>> START Text to read

Something funny happened on the way to the 21st century: Everyone became a photographer. Yet we saw the death of photography as we knew it. Quality sensors, years of specialized training, and an artfully focused eye were replaced by cheap digitizers, seconds of glancing at a manual written in the wrong language, and the utter abandonment of art as a motivation for taking photos.
As the 21st decade of aughts in the common era came to a close, another unusual trend could clearly be observed: While people were taking millions of photos, few people had any photographs to show for it. And while some few photos were worth keeping, we had also forgotten how to make pictures that go on existing even when devices were unplugged and unpowered.
We have worked so hard to digitize our lives that we have forgotten how to print the photons worth keeping. Here are 4 tips for undigitizing your most precious moments.
1 – Treat Your Photos Like Art
If you are like most people, you have a photo library full of images that are easy to ignore. But go back and take a second look, this time, through the lens of imagination. Consider what those photos would look like if they were treated like works of art. Picture them in a frame, on canvas, or on exotic paper.

>> END Text to read
>> START Information given

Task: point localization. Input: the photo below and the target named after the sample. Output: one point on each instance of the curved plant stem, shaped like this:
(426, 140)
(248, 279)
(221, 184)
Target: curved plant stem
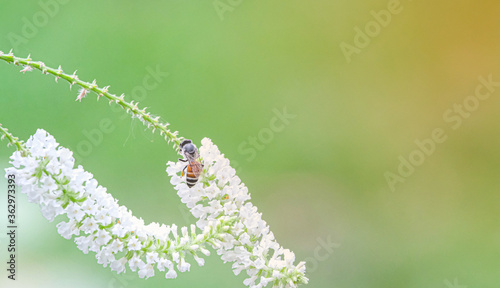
(14, 141)
(132, 108)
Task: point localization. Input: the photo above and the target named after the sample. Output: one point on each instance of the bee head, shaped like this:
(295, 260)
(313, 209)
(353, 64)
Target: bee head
(187, 147)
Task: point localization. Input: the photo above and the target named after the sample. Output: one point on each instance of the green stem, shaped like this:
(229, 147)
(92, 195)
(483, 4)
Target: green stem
(152, 122)
(14, 141)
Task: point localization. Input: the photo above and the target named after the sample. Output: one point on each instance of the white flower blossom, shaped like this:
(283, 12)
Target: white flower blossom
(228, 222)
(219, 193)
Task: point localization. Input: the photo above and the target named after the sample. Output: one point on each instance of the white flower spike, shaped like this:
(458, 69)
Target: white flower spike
(227, 221)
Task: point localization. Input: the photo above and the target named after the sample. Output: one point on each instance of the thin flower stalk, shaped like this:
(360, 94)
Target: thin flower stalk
(227, 220)
(152, 122)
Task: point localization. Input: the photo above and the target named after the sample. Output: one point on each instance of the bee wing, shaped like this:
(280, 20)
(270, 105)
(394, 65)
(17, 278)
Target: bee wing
(197, 168)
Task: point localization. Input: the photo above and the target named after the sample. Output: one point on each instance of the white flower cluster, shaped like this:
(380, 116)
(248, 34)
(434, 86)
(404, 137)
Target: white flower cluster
(249, 243)
(48, 177)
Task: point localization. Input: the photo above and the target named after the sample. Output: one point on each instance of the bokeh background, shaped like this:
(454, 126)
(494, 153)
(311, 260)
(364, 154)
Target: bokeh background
(321, 178)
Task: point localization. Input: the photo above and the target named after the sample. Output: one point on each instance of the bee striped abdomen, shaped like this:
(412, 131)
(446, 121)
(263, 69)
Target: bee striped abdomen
(191, 178)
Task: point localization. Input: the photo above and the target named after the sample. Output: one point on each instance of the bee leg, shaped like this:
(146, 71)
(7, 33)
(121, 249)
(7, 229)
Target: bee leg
(182, 172)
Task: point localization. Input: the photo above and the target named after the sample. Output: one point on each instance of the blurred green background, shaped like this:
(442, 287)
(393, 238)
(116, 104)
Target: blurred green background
(321, 178)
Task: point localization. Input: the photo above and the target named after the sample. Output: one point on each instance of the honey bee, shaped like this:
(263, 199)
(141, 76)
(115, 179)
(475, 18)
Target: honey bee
(194, 167)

>> END Information given

▶ _Requests_
A. Answer these from the text on undigitizing photos:
(i) In its opening, what replaced quality sensors?
(ii) How many tips for undigitizing precious moments does it promise?
(iii) Under the first tip, in what three ways are readers asked to picture their photos?
B. Write the next part of the text on undigitizing photos, starting after its last sentence.

▶ _Task results_
A.
(i) Cheap digitizers.
(ii) Four.
(iii) In a frame, on canvas, or on exotic paper.

B.
Giclee print services represent a technology for printing and reproducing fine art. This is the kind of technology that can transform your boring weekend with friends into something worth remembering. So the first thing you should do when printing something previously digitized is to treat it like a work of art. You will never look at your photo library the same way again.
2 – Determine Where Your Photos Will Live
It makes little sense to have your photos printed at the local print shop, then locked in a shoebox never to be seen again. This happens because people don’t think about the picture’s life in the real world before taking it or having it printed.
The next time you take a picture, think about where you want to display it before pressing the shutter. Do you want it on the wall above the couch? Or would you prefer this one to live in a small frame on your desk.
The same applies for those pictures you have already taken. If you know this one is going to be perfect in the guest restroom, that will also inform you about the kind of framing and paper it needs. When you see a spot of empty wall crying out for a photo, you can hunt in your library for the perfect image. Every picture you display will look fabulous because it was either taken or chosen for that perfect spot. Location makes all the difference.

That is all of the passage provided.